_WHAT TO DO_. Lay out the stretch of material from the line containing "ROI black combat boot" through the end as a numbered list. Skip any blank lines.

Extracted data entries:
===
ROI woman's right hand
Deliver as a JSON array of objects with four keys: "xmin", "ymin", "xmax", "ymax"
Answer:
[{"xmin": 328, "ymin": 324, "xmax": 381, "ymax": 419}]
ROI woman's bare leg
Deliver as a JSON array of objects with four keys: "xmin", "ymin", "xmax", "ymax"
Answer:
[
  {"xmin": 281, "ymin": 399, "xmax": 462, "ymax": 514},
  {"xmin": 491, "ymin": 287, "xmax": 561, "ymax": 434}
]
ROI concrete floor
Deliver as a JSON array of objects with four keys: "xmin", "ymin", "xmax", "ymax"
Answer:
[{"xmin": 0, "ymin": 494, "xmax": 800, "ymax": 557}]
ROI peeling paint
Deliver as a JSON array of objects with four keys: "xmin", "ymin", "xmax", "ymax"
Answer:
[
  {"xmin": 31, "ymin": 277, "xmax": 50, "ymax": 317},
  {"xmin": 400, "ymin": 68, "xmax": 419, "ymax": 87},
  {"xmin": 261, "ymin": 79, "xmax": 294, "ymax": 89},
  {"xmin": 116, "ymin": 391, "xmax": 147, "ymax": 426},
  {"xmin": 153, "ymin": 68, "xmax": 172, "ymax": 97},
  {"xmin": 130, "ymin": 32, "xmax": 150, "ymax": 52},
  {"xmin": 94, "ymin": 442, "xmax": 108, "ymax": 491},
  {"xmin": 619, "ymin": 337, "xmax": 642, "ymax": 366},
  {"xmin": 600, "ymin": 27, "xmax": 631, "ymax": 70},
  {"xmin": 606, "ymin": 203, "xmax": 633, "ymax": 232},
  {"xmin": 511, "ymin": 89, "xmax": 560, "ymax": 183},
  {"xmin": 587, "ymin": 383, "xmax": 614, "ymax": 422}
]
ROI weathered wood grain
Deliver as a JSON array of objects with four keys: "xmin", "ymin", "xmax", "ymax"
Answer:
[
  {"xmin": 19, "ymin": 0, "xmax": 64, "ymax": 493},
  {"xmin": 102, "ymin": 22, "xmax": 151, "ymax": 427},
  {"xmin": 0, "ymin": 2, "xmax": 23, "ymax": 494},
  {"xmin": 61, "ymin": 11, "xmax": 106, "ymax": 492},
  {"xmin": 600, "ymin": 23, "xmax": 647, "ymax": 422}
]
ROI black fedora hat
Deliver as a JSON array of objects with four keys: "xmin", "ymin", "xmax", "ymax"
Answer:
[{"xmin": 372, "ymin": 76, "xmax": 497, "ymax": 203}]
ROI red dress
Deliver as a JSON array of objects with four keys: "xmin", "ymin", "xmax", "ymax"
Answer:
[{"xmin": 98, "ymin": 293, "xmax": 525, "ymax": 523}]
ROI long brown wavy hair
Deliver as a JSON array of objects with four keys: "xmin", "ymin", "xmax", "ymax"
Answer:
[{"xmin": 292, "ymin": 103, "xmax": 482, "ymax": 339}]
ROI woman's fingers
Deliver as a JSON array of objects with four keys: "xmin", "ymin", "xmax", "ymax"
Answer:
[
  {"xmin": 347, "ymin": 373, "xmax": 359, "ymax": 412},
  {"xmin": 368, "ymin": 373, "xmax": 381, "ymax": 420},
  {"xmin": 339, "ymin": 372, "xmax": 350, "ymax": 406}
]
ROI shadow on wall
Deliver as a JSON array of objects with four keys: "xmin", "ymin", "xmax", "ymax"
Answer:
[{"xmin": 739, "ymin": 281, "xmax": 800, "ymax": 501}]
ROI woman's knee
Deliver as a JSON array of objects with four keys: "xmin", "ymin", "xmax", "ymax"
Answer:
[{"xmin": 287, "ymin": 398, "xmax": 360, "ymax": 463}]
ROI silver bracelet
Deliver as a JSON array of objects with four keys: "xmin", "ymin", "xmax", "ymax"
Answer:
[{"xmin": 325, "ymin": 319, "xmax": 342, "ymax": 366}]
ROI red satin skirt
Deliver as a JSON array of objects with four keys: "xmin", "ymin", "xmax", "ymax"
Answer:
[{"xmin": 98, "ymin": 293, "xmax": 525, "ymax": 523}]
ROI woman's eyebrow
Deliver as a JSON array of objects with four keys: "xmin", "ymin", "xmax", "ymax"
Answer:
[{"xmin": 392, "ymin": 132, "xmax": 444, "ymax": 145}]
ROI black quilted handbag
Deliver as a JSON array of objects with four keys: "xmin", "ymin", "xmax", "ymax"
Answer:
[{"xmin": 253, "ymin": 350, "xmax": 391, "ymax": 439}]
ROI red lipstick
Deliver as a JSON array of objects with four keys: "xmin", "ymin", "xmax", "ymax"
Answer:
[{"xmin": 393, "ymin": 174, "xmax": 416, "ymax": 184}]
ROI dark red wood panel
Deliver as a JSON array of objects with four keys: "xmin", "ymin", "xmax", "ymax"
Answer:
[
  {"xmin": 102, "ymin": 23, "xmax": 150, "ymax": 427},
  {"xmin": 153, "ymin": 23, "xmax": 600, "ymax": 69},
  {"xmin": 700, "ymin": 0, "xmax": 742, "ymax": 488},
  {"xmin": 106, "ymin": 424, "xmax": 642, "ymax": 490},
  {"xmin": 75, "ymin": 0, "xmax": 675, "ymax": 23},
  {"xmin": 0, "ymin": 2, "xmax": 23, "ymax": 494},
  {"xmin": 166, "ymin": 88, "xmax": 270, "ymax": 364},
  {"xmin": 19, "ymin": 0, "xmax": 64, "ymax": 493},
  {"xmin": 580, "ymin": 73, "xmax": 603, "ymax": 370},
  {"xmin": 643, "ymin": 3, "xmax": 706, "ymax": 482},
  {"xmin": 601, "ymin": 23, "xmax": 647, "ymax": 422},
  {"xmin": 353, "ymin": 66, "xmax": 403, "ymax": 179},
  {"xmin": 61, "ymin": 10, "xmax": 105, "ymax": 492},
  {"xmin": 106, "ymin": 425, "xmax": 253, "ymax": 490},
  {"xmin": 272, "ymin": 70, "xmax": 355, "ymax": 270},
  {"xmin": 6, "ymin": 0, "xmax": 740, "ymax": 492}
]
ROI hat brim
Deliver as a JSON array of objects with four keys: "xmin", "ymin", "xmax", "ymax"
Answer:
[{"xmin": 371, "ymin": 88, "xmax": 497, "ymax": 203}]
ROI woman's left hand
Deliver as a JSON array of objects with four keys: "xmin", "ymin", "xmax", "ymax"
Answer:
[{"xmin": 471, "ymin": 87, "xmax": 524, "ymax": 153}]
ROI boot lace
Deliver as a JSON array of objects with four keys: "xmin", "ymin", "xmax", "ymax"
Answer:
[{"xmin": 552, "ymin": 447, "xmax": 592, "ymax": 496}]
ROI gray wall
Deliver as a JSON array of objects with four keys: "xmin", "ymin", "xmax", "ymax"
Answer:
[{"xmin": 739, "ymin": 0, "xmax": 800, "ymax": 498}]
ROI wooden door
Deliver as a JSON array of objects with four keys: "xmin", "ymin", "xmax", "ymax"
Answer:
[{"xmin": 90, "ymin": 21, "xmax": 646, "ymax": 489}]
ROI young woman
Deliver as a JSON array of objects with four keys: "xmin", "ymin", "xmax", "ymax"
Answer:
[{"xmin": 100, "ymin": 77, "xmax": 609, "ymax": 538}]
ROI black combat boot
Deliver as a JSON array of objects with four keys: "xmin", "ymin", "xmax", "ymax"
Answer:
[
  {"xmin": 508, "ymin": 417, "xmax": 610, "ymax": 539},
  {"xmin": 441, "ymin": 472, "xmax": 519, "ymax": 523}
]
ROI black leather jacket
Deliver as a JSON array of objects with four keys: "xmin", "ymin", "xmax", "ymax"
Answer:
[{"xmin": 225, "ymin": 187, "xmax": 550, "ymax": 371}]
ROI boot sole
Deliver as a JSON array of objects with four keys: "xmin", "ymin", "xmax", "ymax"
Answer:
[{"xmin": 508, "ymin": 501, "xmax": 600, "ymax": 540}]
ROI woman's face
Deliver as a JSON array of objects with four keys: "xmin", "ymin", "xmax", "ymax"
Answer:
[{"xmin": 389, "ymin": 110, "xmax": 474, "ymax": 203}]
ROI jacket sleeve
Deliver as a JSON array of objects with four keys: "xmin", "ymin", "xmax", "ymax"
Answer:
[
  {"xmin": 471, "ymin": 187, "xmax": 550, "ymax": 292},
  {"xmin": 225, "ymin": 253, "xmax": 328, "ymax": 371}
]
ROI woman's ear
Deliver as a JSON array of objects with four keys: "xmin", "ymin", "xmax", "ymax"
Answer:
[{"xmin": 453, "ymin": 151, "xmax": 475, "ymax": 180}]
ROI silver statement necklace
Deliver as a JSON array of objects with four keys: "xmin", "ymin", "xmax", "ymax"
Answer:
===
_EXPECTED OUTPUT_.
1. ROI black combat boot
2. Deliver as a JSON array of objects with four keys: "xmin", "ymin", "xmax", "ymax"
3. Answer:
4. [
5.   {"xmin": 508, "ymin": 417, "xmax": 610, "ymax": 539},
6.   {"xmin": 441, "ymin": 472, "xmax": 519, "ymax": 523}
7. ]
8. ROI black leather jacket
9. Deliver as a JSON array of objects with four keys: "xmin", "ymin", "xmax", "ymax"
10. Answer:
11. [{"xmin": 225, "ymin": 187, "xmax": 550, "ymax": 371}]
12. ROI boot sole
13. Deliver as a JSON array of objects with four keys: "xmin", "ymin", "xmax", "ymax"
14. Answer:
15. [{"xmin": 508, "ymin": 501, "xmax": 600, "ymax": 540}]
16. ROI woman's face
17. Deliver as a JSON array of objects with four keys: "xmin", "ymin", "xmax", "ymax"
18. Answer:
19. [{"xmin": 389, "ymin": 110, "xmax": 474, "ymax": 203}]
20. ROI jacket sleeve
21. Deliver as a JSON array of objects with four keys: "xmin", "ymin", "xmax", "ymax"
22. Answer:
23. [
24.   {"xmin": 471, "ymin": 187, "xmax": 550, "ymax": 292},
25.   {"xmin": 225, "ymin": 253, "xmax": 328, "ymax": 371}
26. ]
27. ROI woman's ear
28. Deliver as a JSON array of objects with four keys: "xmin", "ymin", "xmax", "ymax"
29. Answer:
30. [{"xmin": 453, "ymin": 151, "xmax": 475, "ymax": 180}]
31. ROI silver statement necklace
32. Deliver as a JSON array of objects with four keys: "xmin", "ymin", "xmax", "ymax"
33. Answer:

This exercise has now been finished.